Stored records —

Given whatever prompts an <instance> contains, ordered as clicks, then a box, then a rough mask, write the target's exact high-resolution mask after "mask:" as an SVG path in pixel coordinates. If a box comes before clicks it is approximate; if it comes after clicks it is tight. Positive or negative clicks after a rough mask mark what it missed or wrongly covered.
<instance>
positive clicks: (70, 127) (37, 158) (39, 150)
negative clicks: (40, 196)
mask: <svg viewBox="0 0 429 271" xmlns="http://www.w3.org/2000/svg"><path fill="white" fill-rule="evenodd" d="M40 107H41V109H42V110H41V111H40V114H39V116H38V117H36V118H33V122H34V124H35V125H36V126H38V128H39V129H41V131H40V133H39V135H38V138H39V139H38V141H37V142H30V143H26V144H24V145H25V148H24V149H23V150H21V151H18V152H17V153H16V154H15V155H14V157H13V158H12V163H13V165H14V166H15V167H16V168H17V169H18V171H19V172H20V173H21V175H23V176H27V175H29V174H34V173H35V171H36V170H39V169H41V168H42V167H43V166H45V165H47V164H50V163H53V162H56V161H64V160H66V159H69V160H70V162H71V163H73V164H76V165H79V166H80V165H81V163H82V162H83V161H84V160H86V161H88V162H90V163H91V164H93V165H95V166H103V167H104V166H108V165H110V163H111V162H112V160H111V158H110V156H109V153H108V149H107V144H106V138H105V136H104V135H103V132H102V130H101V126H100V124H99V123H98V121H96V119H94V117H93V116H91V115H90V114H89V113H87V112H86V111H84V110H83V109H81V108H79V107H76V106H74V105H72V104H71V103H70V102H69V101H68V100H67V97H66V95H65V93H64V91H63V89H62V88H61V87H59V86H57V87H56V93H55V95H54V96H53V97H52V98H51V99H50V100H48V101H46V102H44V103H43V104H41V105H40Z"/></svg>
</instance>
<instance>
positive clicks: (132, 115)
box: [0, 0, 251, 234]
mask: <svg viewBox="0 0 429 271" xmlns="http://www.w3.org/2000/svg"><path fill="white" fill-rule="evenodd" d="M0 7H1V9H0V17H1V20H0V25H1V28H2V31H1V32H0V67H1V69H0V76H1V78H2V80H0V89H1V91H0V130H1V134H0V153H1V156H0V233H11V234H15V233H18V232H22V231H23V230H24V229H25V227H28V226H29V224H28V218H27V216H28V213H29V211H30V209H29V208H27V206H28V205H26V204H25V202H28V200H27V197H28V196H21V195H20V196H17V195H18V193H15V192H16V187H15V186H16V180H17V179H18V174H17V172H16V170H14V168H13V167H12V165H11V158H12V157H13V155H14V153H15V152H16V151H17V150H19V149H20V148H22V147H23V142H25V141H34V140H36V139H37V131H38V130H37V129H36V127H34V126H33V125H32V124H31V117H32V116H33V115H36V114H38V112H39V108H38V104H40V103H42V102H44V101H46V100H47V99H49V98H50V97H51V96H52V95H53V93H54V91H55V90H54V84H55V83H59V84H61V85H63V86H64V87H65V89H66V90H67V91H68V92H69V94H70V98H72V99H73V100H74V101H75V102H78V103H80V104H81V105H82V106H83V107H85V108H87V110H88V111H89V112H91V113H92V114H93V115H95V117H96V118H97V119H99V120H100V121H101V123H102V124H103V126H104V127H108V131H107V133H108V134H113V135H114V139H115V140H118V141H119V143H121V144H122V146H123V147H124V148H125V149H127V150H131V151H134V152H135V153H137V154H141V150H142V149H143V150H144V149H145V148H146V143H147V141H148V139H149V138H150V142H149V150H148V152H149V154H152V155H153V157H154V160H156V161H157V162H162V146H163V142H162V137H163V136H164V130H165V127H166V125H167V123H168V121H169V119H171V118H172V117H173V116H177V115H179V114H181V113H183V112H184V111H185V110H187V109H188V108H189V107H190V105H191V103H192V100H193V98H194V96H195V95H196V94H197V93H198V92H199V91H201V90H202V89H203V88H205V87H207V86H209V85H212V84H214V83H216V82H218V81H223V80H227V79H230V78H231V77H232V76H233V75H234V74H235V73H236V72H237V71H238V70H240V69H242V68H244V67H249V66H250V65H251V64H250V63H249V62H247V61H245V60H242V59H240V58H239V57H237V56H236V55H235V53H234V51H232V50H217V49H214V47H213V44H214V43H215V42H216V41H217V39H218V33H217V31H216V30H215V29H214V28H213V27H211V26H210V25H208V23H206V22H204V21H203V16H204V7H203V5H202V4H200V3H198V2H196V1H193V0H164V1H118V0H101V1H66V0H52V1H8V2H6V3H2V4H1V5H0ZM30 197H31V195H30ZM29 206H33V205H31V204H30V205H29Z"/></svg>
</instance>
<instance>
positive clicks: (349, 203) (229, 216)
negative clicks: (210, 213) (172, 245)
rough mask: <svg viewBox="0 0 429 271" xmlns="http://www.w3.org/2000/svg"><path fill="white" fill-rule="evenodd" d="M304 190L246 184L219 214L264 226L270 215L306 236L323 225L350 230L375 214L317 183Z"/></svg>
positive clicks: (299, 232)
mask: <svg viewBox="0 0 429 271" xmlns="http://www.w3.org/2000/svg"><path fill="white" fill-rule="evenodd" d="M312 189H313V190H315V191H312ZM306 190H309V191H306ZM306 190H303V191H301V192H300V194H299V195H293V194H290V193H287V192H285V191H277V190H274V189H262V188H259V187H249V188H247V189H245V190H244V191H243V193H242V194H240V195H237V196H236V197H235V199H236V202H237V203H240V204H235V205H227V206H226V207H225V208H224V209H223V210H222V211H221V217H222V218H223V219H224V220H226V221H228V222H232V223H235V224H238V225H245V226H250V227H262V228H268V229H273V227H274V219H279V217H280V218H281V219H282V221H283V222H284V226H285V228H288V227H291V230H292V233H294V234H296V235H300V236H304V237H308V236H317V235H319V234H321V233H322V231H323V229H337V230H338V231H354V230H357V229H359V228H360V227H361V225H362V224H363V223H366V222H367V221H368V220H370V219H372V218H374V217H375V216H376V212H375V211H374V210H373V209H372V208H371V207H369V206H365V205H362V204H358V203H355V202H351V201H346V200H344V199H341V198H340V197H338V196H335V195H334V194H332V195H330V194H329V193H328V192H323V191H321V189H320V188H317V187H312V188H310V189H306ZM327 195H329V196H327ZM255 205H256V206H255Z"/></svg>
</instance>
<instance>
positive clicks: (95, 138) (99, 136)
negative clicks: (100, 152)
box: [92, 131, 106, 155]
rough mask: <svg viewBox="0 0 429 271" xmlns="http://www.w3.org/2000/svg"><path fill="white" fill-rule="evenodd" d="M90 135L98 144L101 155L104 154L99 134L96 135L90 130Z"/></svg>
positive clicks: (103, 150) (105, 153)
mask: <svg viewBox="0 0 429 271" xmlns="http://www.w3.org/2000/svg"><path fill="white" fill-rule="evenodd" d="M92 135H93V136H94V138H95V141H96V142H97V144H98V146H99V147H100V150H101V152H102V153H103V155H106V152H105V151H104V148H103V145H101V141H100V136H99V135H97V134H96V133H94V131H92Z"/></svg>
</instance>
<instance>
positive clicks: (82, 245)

What this task involves —
The answer must consist of every line from the entries above that contains the string "rough".

Result of the exercise —
Given whatever prompts an <instance> contains, ordered as clicks, then a box, then a rough mask, write the target's exact high-resolution mask after "mask:" as an SVG path in pixel coordinates. If a box comes before clicks it is approximate; if it comes after clicks it is tight. Positive or negative clicks after a rough mask mark what it missed or wrongly covered.
rough mask: <svg viewBox="0 0 429 271" xmlns="http://www.w3.org/2000/svg"><path fill="white" fill-rule="evenodd" d="M304 190L246 184L219 214L264 226L270 215L306 236L323 225L350 230L375 214L317 183Z"/></svg>
rough mask: <svg viewBox="0 0 429 271" xmlns="http://www.w3.org/2000/svg"><path fill="white" fill-rule="evenodd" d="M90 135L98 144L101 155L104 154L99 134L96 135L90 130Z"/></svg>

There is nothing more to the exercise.